=== PASSAGE ===
Finally, we will organize workshops in years 2 through 5 specifically aimed at students from minority serving institutions. We are already in contact with the Computing Alliance for Hispanic-Serving Institutions (CAHSI) and with the Association of Public and Land-grant Universities' program for historically black colleges and universities (HBCUs). Software Carpentry is running its first workshop at an HBCU (Spelman College) in early 2014, and we expect to have significantly expanded these efforts by year two of this project.

Formative and Summative Assessment: Maximizing Learning and Impact

We will employ an expert in educational assessment full-time for five years to monitor and compare undergraduate participants in these software carpentry skills building workshops, participants in a subset of our regular (graduate-level) workshops, and non-participants (as a control population). As part of their work, this person will be responsible not only for collecting and analyzing data but also for refining and extending the methods and measures used to gauge impact. D-Lab will assist in locating and supporting this expert.

Assessment will build on previous work, focusing particularly, but not exclusively, on the following questions:

1. Are students who receive this training more likely than their peers to develop new tools and practices and/or become involved in outreach and education activities (i.e., are they more likely to become creators and leaders)?
2. Are students who receive this training more likely than their peers to incorporate open science and/or web-enabled science tools and practices into their work?
3. Do outcomes differ between women and underrepresented minorities on one hand and non-underrepresented minorities and men on the other? If so, in what ways, and what steps are effective in correcting for these differences?
4. In what ways does this training change students' outlook on the practice of science itself?
===
TASK SET:
a) Count the lines in the rows below that contain the string "reading", and give only that number.
b) Write what comes next in the passage on workshop outreach and assessment, starting after its final sentence.
=== DATA FOR THIS EXERCISE ===
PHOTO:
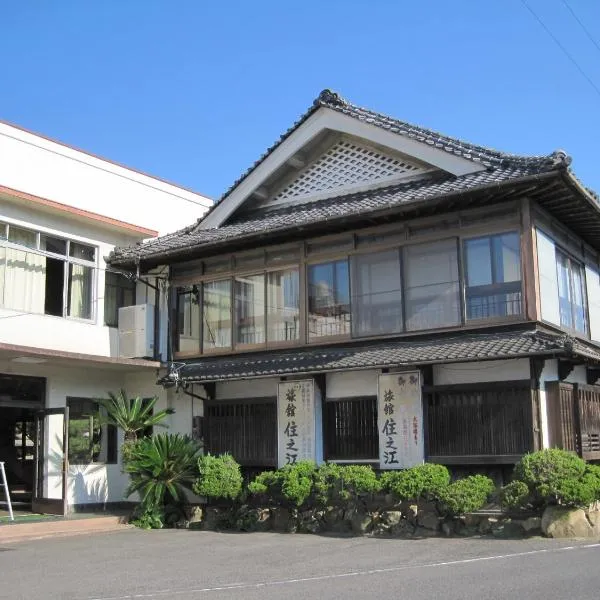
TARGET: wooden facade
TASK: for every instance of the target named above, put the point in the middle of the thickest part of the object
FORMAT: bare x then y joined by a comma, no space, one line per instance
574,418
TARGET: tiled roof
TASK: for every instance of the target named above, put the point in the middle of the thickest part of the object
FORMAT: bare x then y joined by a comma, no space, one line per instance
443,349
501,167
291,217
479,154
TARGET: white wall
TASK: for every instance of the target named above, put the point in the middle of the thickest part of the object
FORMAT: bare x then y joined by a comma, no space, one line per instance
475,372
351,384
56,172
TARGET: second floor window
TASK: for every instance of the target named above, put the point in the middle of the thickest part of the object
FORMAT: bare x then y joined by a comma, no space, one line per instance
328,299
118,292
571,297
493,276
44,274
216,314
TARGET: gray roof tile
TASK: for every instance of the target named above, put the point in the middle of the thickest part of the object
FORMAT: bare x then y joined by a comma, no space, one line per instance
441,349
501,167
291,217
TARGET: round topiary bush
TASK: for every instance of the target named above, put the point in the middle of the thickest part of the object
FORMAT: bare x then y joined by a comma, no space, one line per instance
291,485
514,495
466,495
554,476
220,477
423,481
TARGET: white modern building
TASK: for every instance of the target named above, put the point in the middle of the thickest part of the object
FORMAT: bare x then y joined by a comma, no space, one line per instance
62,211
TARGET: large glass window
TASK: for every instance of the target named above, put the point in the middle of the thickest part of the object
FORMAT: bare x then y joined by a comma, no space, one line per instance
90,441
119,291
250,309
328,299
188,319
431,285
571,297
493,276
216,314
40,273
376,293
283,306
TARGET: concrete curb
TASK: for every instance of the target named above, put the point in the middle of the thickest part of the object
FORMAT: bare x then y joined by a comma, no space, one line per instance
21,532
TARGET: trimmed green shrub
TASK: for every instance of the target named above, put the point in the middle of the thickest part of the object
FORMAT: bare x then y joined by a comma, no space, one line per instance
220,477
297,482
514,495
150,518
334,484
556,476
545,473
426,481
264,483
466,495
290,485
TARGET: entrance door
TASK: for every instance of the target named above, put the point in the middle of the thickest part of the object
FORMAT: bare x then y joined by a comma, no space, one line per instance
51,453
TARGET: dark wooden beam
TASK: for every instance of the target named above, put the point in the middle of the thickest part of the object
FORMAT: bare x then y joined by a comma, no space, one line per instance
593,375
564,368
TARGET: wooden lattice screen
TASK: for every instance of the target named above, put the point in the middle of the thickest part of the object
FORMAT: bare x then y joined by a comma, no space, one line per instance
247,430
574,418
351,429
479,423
===
=== DATA FOR THIS EXERCISE ===
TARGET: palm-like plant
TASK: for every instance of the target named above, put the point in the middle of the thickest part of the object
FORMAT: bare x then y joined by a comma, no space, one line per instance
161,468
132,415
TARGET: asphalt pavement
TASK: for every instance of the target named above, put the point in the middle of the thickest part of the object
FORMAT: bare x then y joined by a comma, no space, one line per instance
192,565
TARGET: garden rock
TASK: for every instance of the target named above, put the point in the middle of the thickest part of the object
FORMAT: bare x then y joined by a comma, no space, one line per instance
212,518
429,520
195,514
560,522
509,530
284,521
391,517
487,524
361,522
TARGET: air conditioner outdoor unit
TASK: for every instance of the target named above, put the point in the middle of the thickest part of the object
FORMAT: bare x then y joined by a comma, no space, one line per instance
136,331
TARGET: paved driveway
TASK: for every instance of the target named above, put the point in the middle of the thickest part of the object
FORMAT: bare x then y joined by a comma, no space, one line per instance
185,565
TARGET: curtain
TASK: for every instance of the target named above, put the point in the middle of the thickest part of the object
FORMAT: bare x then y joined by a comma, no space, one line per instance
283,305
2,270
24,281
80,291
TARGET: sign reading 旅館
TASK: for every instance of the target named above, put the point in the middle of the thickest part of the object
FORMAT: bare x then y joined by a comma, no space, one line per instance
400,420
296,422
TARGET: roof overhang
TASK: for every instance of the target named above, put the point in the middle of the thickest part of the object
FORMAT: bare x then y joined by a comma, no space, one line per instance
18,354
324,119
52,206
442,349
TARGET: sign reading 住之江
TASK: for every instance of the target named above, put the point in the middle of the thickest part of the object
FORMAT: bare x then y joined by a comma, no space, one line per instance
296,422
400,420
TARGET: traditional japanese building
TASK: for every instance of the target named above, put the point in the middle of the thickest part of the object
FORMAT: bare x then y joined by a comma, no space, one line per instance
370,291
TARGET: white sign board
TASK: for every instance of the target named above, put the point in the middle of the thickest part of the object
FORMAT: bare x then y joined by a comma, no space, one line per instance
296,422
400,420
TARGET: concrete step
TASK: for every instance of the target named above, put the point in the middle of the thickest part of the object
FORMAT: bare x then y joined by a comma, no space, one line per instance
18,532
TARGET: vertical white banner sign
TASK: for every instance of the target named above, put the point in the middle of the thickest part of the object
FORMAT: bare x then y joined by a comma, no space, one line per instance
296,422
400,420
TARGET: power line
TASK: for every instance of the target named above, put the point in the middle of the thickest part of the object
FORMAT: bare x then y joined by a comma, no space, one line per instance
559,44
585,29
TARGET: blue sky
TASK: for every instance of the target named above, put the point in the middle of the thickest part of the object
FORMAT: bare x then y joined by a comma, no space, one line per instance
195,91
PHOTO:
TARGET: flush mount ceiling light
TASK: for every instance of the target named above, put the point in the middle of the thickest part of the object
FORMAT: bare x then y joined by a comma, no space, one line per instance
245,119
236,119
===
TASK ANSWERS:
a) 2

b)
5. Are students who receive this training more likely than their peers to choose computationally oriented research topics and/or careers? Are those who do not choose computationally oriented paths nevertheless more likely to incorporate the tools and practices mentioned above into their work?
6. Are students who receive this training more likely to continue to graduate school than their peers?

This expert in educational assessment will explore ways in which our engagement with students changes the outlook and work practices of their peers and faculty supervisors (i.e., whether there is knowledge transfer sideways and upward) and the effectiveness of the community building and dissemination activities detailed in the next sections.

As with Software Carpentry's work to date, assessment will use both qualitative and quantitative techniques. On the qualitative side, we will conduct a series of interviews over the five-year period of the study to see how attitudes, aspirations, and activities change. Quantitatively, we will measure uptake of key tools such as version control as a proxy for adoption of related practices, as well as exploring more traditional measures of research success, such as progression to graduate school and publication/citation rates.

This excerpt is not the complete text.